What the task asks – Set down every entry exactly as it was written.

Information supplied –
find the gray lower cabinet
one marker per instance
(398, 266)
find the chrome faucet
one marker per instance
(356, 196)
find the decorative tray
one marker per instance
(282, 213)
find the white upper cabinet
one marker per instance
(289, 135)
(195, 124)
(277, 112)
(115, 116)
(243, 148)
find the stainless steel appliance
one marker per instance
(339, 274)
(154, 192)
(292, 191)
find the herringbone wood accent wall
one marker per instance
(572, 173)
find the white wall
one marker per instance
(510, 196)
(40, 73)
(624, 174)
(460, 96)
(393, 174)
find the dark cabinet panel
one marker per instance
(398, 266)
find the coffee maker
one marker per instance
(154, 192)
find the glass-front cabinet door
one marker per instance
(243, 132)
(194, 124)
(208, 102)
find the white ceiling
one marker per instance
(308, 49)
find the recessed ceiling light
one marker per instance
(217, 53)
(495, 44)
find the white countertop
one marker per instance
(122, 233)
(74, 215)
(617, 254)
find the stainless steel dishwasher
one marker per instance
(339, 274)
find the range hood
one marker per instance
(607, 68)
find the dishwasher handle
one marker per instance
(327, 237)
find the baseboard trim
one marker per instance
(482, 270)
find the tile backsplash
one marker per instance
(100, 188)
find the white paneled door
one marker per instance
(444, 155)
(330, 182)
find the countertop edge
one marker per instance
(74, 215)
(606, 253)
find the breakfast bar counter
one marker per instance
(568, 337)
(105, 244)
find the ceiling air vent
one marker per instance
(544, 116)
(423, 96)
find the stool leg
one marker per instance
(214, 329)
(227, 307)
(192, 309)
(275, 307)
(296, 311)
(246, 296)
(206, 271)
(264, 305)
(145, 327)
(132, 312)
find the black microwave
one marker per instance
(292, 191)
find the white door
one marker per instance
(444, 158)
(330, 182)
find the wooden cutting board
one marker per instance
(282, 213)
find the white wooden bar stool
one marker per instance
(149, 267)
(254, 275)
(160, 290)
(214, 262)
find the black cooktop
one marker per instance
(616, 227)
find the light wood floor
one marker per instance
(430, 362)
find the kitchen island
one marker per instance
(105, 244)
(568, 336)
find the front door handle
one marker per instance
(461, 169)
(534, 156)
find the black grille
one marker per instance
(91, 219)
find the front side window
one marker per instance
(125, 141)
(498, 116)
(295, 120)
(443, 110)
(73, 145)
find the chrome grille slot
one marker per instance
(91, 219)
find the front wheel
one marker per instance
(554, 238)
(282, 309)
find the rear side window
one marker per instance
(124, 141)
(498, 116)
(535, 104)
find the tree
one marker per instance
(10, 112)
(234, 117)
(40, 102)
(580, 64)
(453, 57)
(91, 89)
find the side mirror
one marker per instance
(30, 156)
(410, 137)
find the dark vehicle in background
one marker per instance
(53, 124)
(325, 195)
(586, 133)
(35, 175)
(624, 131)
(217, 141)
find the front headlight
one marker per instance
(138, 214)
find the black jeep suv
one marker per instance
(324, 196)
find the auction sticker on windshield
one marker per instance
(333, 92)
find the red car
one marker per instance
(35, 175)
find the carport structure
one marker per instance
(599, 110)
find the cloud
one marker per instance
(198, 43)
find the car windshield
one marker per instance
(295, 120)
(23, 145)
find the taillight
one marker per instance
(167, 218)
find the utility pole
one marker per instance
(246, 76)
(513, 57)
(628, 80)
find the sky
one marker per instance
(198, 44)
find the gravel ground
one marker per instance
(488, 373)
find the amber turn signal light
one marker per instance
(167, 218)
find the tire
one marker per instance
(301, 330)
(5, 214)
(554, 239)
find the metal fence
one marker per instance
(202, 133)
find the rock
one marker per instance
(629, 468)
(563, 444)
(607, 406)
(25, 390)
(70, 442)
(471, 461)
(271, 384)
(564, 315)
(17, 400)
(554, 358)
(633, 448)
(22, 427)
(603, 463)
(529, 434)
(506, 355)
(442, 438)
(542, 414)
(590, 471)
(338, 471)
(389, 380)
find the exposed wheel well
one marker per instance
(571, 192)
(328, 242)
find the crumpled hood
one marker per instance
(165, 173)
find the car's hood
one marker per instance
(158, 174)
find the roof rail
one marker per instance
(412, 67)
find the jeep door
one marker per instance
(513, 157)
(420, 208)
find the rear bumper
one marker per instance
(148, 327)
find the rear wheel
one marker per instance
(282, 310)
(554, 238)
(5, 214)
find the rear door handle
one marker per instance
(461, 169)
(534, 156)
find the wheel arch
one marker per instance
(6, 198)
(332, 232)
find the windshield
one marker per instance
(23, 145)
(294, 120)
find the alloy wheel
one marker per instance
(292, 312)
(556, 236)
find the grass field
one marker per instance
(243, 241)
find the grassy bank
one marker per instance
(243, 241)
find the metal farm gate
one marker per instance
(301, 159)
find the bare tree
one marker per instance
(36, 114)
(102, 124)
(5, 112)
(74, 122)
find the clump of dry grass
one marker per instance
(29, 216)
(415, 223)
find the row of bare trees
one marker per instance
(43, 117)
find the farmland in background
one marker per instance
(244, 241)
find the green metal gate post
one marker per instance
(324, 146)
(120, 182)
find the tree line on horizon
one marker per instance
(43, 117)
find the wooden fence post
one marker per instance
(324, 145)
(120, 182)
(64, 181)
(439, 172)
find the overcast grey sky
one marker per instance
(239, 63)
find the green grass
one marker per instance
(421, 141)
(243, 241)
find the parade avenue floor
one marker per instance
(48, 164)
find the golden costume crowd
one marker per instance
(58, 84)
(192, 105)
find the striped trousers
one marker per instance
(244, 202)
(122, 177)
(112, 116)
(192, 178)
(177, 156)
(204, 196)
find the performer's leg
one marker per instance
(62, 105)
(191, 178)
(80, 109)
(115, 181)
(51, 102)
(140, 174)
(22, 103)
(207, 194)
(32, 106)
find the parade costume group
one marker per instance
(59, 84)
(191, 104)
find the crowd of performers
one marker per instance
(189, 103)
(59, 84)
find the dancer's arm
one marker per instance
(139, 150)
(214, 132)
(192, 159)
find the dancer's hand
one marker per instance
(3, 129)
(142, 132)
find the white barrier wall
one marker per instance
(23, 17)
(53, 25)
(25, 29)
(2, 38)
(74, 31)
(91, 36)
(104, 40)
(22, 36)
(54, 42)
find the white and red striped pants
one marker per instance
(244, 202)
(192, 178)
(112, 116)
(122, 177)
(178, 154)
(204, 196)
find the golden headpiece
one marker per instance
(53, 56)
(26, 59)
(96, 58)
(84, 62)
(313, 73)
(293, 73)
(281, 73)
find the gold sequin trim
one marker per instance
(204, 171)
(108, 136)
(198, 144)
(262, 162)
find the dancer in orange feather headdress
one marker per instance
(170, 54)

Your solution –
find the gray lower cabinet
one marker per instance
(398, 266)
find the chrome faucet
one marker per instance
(356, 196)
find the decorative tray
one marker per instance
(282, 213)
find the white upper cabinet
one marker per instance
(289, 135)
(195, 124)
(277, 112)
(115, 116)
(243, 148)
find the stainless steel appliance
one marker per instance
(339, 274)
(154, 192)
(292, 191)
find the herringbone wood accent wall
one marker per instance
(572, 173)
find the white wall
one marker per instance
(510, 196)
(40, 73)
(624, 174)
(460, 96)
(393, 174)
find the dark cabinet panel
one marker per instance
(398, 266)
find the coffee maker
one marker per instance
(154, 192)
find the glass-front cabinet door
one marker per instance
(243, 132)
(194, 124)
(208, 102)
find the white ceiling
one marker per instance
(308, 49)
find the recessed ceiling light
one marker per instance
(217, 53)
(495, 44)
find the white countertop
one marker per instance
(122, 233)
(74, 215)
(617, 254)
find the stainless steel dishwasher
one marker per instance
(339, 274)
find the range hood
one marker per instance
(607, 68)
find the dishwasher handle
one marker per instance
(327, 237)
find the baseboard trim
one marker per instance
(482, 270)
find the tile backsplash
one marker per instance
(100, 188)
find the white paneled door
one marker per instance
(444, 155)
(330, 182)
find the countertop edge
one marker per instance
(74, 215)
(606, 253)
find the breakfast bar counter
one marker per instance
(568, 337)
(105, 244)
find the ceiling air vent
one marker per instance
(544, 116)
(423, 96)
find the stool leg
one marker per instance
(214, 329)
(227, 307)
(192, 309)
(275, 307)
(296, 311)
(246, 296)
(206, 271)
(264, 305)
(145, 327)
(132, 312)
find the black microwave
one marker per instance
(292, 191)
find the white door
one marker per instance
(444, 158)
(330, 182)
find the wooden cutting board
one marker per instance
(282, 213)
find the white wooden bar stool
one marker per instance
(149, 267)
(254, 275)
(160, 290)
(214, 262)
find the black cooktop
one marker per instance
(616, 227)
find the light wood floor
one marker per instance
(430, 362)
find the kitchen island
one marker per instance
(105, 244)
(568, 336)
find the front door handle
one marker per instance
(461, 169)
(534, 156)
find the black grille
one marker per instance
(91, 219)
find the front side window
one marker per instance
(125, 141)
(498, 116)
(295, 120)
(443, 110)
(73, 145)
find the chrome grille slot
one marker per instance
(91, 219)
find the front wheel
one marker per instance
(554, 238)
(282, 309)
find the rear side window
one marker per instance
(124, 141)
(498, 116)
(535, 104)
find the tree
one marker per instance
(10, 112)
(234, 117)
(40, 102)
(580, 64)
(453, 57)
(91, 89)
find the side mirror
one marker per instance
(30, 156)
(410, 137)
find the dark vehicle in background
one marker per instance
(53, 124)
(325, 195)
(586, 133)
(35, 175)
(624, 131)
(217, 141)
find the front headlight
one marker per instance
(138, 214)
find the black jeep suv
one marker per instance
(324, 196)
find the auction sticker on windshield
one marker per instance
(333, 92)
find the red car
one marker per instance
(35, 175)
find the carport structure
one marker per instance
(599, 110)
find the cloud
one marker per instance
(198, 43)
find the car windshield
one marker per instance
(295, 120)
(23, 145)
find the taillight
one marker per instance
(167, 218)
find the utility pole
one marker per instance
(246, 76)
(513, 57)
(628, 80)
find the sky
one marker per instance
(198, 44)
find the gravel ground
one marker per instance
(488, 373)
find the amber turn signal light
one marker per instance
(167, 218)
find the tire
one marker per instance
(301, 330)
(5, 214)
(554, 239)
find the metal fence
one marker per instance
(202, 133)
find the rock
one marker per instance
(629, 468)
(563, 444)
(607, 406)
(25, 390)
(70, 442)
(471, 461)
(271, 384)
(564, 315)
(17, 400)
(554, 358)
(633, 448)
(22, 427)
(603, 463)
(529, 434)
(506, 355)
(442, 438)
(542, 414)
(590, 471)
(338, 471)
(389, 380)
find the exposed wheel well
one marker per instance
(571, 192)
(328, 242)
find the crumpled hood
one marker per instance
(165, 173)
find the car's hood
one marker per instance
(158, 174)
find the roof rail
one marker per instance
(412, 67)
find the jeep door
one marker per instance
(513, 157)
(420, 208)
find the rear bumper
one marker per instance
(148, 327)
find the rear wheel
one marker per instance
(282, 310)
(554, 238)
(5, 214)
find the rear door handle
one marker per instance
(461, 169)
(534, 156)
find the wheel arch
one marker per instance
(6, 198)
(332, 232)
find the windshield
one marker per instance
(23, 145)
(294, 120)
find the alloy wheel
one marker per instance
(292, 312)
(556, 236)
find the grass field
one marker per instance
(243, 241)
find the grassy bank
one marker per instance
(243, 241)
find the metal farm gate
one marker per instance
(301, 159)
find the bare tree
one marker per instance
(36, 114)
(102, 124)
(5, 112)
(74, 122)
find the clump of dry grass
one marker per instance
(29, 216)
(415, 223)
find the row of bare trees
one marker per instance
(43, 117)
find the farmland in background
one marker per instance
(244, 241)
find the green metal gate post
one marker per instance
(324, 146)
(120, 182)
find the tree line on horizon
one marker per instance
(43, 117)
find the wooden fence post
one marker per instance
(324, 145)
(120, 182)
(64, 181)
(439, 172)
find the overcast grey sky
one marker per instance
(239, 63)
find the green grass
one marker per instance
(421, 141)
(243, 241)
find the parade avenue floor
one marker per instance
(48, 164)
find the golden costume crowd
one marker per instance
(58, 84)
(192, 105)
find the striped trousers
one marker per instance
(244, 202)
(122, 177)
(112, 116)
(192, 178)
(177, 156)
(204, 196)
find the performer's leg
one marker per instance
(62, 105)
(191, 178)
(80, 109)
(115, 181)
(51, 102)
(140, 174)
(22, 103)
(207, 194)
(32, 106)
find the parade costume group
one marker per instance
(59, 84)
(191, 104)
find the crowd of performers
one marker per instance
(189, 103)
(59, 84)
find the dancer's arm
one marker per instance
(139, 150)
(214, 132)
(192, 159)
find the dancer's hand
one marker per instance
(3, 129)
(142, 132)
find the white barrier wall
one marker per instance
(23, 17)
(53, 25)
(25, 29)
(2, 38)
(74, 31)
(91, 36)
(104, 40)
(22, 36)
(54, 42)
find the white and red striped pants
one marker per instance
(244, 202)
(192, 178)
(112, 116)
(122, 177)
(178, 154)
(204, 196)
find the golden headpiece
one marker per instance
(53, 56)
(26, 59)
(96, 58)
(84, 62)
(313, 73)
(293, 73)
(281, 73)
find the gold sequin trim
one marker per instance
(204, 171)
(108, 136)
(198, 144)
(262, 162)
find the dancer in orange feather headdress
one marker per instance
(170, 54)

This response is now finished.